━━━━━ Texto de lectura
Palabras prestadas

Pablo García Casado / Www.casadosolis.com

Volver a casa

VOLVER. No con la frente marchita, pero sí con la mochila repleta de experiencias. Salí de esta ciudad buscando oxígeno y fuentes de alimentación, y encontré un lugar donde nadie saluda a nadie, un lugar ajeno y sin raíces en el extrarradio dormitorio que circunda Sevilla. Creo que en ese tiempo fui feliz, porque logré el silencio que necesitaba para pensar, para mirar otra vez las cosas con la distancia necesaria. Superé la frontera de los treinta, firmé una hipoteca y me hice un escudo de anonimato salpicado por estas líneas que tengo el placer de compartir con los lectores de los sábados.

Ahora, casi seis años después, regreso a la que fue y sigue siendo mi ciudad. Vuelvo a casa de mis padres, a mi cuarto de joven adolescente, con los ojos ardiendo como faros. Vuelvo para trabajar en un lugar que fue mi segunda casa, que inundó mi iconografía, que cambió para siempre mi manera de mirar. Ahora ya no sólo para sentarme en la butaca, ahora es para subir por las mañanas a la oficina, atender al teléfono, hablar con mis nuevos compañeros de trabajo. Ya no soy el mismo. Lo revela el espejo donde me afeité por primera vez. El cuarto donde dormía mi hermano, cuya cama ocupa mi hijo mayor. Me siento en la mesa de la cocina y los gestos enérgicos de mi padre y de mi madre son idénticos a los de hace veinte años. Ahora son felices porque han reunido a una de las tres ramas que parecían desgajadas, y de la cual cuelgan sus dos únicos nietos. Son felices, lo noto en el rostro, y sólo por esa felicidad merecía la pena volver.
━━━━━━━━━━
Actividades por realizar
1. Transcribe sin cambios todo el fragmento del texto sobre el regreso a casa que va desde "Pablo García Casado" hasta "de los sábados.".
2. Escribe una continuación del texto sobre el regreso a casa a partir de su última frase.
Los registros no desempeñan ningún papel en este ejercicio.
━━━━━ Datos
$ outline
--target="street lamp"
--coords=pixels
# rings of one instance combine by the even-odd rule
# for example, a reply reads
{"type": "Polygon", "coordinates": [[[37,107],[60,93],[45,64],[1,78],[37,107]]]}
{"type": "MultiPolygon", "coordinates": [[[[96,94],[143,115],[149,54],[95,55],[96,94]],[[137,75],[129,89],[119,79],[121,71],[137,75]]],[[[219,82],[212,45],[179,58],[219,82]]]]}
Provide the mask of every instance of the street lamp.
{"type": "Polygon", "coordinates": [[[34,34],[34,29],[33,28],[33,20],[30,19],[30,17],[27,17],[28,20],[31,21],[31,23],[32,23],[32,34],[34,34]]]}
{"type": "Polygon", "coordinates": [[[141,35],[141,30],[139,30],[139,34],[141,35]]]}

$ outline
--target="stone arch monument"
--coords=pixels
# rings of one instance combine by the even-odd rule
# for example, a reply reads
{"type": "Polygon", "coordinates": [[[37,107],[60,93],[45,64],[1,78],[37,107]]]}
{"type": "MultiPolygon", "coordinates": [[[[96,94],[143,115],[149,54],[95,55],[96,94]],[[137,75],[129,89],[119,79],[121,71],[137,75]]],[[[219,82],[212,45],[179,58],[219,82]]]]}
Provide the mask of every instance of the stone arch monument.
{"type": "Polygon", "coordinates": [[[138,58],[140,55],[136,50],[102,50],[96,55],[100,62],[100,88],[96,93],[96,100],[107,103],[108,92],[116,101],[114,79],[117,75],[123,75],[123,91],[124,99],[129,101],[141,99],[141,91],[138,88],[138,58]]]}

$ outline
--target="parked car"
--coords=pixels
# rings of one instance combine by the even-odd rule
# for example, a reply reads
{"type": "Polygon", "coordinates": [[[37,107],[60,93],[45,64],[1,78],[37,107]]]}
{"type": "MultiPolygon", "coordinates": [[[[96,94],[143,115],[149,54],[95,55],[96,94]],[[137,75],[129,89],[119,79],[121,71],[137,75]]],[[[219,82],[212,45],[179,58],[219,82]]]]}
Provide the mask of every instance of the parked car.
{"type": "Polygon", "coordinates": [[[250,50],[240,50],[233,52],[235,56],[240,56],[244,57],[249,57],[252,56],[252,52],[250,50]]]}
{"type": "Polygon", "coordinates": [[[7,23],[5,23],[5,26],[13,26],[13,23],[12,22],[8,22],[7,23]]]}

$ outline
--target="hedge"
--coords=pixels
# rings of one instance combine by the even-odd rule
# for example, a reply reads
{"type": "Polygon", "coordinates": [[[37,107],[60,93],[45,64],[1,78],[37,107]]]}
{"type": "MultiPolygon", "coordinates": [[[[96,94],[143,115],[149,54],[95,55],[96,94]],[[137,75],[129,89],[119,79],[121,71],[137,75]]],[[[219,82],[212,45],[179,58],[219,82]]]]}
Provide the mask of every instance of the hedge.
━━━━━━━━━━
━━━━━ Datos
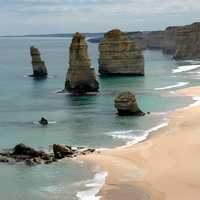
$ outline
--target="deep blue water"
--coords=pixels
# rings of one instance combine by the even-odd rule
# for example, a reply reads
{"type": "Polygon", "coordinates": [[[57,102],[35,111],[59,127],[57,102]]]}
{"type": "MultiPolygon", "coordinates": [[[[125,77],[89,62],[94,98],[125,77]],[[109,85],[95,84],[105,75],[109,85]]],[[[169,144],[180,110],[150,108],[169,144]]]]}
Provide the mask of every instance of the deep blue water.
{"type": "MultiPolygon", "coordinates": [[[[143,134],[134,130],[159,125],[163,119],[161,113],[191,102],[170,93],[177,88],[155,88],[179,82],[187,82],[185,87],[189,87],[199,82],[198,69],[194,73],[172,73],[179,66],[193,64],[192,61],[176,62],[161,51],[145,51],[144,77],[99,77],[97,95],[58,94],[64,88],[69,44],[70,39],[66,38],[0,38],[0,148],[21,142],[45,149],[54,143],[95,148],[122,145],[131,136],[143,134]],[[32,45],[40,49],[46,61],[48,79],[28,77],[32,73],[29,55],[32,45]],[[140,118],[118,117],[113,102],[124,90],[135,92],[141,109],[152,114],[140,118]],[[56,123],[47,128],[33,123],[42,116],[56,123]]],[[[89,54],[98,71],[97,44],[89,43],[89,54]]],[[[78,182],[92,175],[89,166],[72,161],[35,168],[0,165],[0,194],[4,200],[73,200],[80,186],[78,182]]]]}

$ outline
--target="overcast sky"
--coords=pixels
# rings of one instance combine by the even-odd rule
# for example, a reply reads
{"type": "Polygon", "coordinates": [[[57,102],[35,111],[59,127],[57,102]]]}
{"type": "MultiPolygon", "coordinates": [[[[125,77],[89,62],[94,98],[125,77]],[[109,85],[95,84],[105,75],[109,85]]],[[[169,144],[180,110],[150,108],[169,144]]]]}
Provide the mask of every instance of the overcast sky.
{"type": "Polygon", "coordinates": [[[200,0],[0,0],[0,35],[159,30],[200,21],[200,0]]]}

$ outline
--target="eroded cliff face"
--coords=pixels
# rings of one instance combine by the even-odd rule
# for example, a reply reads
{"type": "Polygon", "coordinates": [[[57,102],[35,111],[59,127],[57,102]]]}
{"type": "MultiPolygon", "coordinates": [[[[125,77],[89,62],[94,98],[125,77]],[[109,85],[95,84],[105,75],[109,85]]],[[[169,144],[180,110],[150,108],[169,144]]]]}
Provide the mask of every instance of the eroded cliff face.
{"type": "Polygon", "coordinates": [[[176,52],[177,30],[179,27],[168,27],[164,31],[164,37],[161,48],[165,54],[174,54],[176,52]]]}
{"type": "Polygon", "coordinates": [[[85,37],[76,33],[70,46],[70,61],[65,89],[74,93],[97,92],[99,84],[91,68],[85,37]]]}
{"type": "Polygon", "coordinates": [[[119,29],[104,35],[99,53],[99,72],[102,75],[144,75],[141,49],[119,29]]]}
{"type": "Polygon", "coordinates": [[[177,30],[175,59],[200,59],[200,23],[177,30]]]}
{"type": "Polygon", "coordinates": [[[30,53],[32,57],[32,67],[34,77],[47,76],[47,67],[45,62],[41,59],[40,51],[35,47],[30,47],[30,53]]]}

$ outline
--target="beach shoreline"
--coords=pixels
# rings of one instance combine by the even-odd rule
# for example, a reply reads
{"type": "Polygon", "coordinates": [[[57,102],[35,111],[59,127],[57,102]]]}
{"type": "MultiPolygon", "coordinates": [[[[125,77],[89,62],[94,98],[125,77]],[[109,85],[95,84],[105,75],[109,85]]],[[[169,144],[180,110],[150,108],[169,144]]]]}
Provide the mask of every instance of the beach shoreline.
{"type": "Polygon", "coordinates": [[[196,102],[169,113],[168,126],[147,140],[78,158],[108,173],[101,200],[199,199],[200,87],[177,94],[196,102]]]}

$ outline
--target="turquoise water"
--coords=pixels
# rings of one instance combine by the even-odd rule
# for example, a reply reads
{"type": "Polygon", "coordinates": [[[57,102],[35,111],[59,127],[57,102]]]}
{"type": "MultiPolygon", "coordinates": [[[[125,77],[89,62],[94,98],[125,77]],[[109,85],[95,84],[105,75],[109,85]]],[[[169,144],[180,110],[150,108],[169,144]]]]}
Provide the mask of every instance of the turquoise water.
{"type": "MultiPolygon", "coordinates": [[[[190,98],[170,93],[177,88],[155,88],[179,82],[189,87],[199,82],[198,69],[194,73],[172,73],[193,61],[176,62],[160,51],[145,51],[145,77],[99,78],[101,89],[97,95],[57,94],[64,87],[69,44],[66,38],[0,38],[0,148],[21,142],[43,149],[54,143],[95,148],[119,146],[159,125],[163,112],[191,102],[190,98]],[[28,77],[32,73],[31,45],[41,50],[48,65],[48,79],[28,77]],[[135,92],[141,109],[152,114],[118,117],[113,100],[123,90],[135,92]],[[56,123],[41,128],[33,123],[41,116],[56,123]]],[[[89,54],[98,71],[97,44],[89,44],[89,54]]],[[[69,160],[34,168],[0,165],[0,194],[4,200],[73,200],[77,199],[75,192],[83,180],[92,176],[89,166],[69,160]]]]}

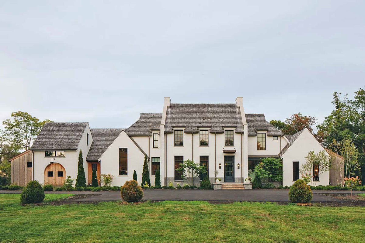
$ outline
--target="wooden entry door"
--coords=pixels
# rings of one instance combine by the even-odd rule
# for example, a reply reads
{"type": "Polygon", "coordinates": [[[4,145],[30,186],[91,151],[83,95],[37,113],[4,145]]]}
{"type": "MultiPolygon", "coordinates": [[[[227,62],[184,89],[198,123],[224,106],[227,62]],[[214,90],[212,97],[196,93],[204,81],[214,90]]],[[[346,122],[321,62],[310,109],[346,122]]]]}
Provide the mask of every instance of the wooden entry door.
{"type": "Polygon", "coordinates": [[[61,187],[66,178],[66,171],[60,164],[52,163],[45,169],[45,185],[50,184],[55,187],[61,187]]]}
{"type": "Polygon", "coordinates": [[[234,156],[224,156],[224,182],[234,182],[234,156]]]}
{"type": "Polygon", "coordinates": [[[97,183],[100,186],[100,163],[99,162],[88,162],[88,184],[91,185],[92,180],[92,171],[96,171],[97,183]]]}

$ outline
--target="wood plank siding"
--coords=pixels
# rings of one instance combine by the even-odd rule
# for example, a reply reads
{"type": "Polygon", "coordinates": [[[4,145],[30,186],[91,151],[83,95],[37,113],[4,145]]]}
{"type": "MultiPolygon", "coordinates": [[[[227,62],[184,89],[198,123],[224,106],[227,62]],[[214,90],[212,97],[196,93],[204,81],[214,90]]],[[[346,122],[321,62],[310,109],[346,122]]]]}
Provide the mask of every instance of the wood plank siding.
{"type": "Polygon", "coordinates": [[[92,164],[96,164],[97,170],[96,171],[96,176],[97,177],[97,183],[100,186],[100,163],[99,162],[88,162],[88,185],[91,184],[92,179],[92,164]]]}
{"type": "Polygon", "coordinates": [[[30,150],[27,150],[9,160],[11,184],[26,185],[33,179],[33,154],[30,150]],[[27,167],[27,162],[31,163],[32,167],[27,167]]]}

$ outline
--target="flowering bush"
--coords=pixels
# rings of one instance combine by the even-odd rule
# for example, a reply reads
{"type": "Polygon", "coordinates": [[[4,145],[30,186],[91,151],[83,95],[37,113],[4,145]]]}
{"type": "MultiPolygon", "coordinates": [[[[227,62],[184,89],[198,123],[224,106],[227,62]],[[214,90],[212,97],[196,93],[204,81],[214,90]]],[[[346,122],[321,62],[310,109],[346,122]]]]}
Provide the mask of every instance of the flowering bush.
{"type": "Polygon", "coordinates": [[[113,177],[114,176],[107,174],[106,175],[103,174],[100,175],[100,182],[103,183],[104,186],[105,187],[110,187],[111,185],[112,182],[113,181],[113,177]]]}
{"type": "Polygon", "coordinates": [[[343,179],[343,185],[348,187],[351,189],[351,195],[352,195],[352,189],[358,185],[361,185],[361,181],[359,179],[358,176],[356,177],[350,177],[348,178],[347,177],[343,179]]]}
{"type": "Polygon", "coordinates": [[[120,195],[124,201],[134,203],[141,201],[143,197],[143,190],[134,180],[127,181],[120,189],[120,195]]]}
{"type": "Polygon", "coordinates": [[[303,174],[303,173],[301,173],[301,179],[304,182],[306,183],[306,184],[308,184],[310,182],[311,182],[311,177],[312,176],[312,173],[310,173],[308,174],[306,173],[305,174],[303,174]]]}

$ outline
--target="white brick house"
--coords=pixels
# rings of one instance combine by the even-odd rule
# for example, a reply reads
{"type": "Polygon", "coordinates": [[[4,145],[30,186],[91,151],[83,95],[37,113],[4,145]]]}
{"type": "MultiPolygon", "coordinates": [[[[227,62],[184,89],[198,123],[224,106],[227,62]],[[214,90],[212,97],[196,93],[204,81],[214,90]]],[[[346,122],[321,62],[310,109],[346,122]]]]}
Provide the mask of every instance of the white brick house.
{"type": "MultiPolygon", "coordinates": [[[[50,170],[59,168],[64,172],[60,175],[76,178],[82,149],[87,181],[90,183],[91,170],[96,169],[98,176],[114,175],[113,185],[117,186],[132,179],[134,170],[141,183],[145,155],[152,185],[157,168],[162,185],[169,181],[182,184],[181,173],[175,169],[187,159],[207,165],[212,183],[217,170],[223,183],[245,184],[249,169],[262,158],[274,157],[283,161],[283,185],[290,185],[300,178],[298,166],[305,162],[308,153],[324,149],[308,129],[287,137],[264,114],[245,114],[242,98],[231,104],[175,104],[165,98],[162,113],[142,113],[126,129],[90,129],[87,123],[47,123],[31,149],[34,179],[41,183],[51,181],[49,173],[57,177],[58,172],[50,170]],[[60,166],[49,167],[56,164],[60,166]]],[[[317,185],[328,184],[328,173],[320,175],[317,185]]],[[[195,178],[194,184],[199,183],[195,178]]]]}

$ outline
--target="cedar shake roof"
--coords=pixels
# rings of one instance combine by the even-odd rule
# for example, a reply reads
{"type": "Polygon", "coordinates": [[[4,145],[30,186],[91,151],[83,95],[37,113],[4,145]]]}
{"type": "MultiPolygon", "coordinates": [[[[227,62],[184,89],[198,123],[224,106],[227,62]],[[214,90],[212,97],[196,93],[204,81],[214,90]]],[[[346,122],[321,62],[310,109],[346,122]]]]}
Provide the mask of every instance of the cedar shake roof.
━━━━━━━━━━
Respuestas a continuación
1.
Pablo García Casado / Www.casadosolis.com

Volver a casa

VOLVER. No con la frente marchita, pero sí con la mochila repleta de experiencias. Salí de esta ciudad buscando oxígeno y fuentes de alimentación, y encontré un lugar donde nadie saluda a nadie, un lugar ajeno y sin raíces en el extrarradio dormitorio que circunda Sevilla. Creo que en ese tiempo fui feliz, porque logré el silencio que necesitaba para pensar, para mirar otra vez las cosas con la distancia necesaria. Superé la frontera de los treinta, firmé una hipoteca y me hice un escudo de anonimato salpicado por estas líneas que tengo el placer de compartir con los lectores de los sábados.

2.
En estas primeras horas, casi todo son parabienes. Todos se alegran de tu regreso. He mantenido mucho contacto con los amigos, con los que sólo una mirada, un gesto, un mensaje breve al móvil es suficiente para retomar lo que nunca se acabó. Con otros tendré que reconstruir los puentes, volver a recoger la conversación por donde la dejamos, allá por noviembre de 2002. Yo no soy el mismo, y no digo que vengo con cicatrices, pero sí que estos años me han permitido una mirada distinta. He aprendido a darle un tamaño razonable a las miserias colectivas. A apreciar algunas cosas que antes daba por hechas y por sabidas, redes que en el momento en que se deslavazan cuesta mucho trabajo recomponer. Tejidos que deben buscar nuevos hilos y trenzarlos con los ya existentes. No vuelvo con cuentas pendientes, aunque sí con la maleta llena de proyectos. Y, al menos, espero no defraudarme a mí mismo, a las expectativas que me he marcado en esta etapa de la vida.

Alfredo Asensi me preguntaba si regresaba para quedarme. Es algo que nunca se sabe. Quiero vivir aquí porque no me siento un paracaidista en esta ciudad. Ni vengo como puente hacia otra cosa. Estoy fascinado por esta etapa que me ha tocado vivir, y a decir verdad, a pesar de las arrugas, de la espalda dolorida y de mi nueva estampa de hombre con chaqueta, me siento un poco como ese adolescente que mira la vida por primera vez.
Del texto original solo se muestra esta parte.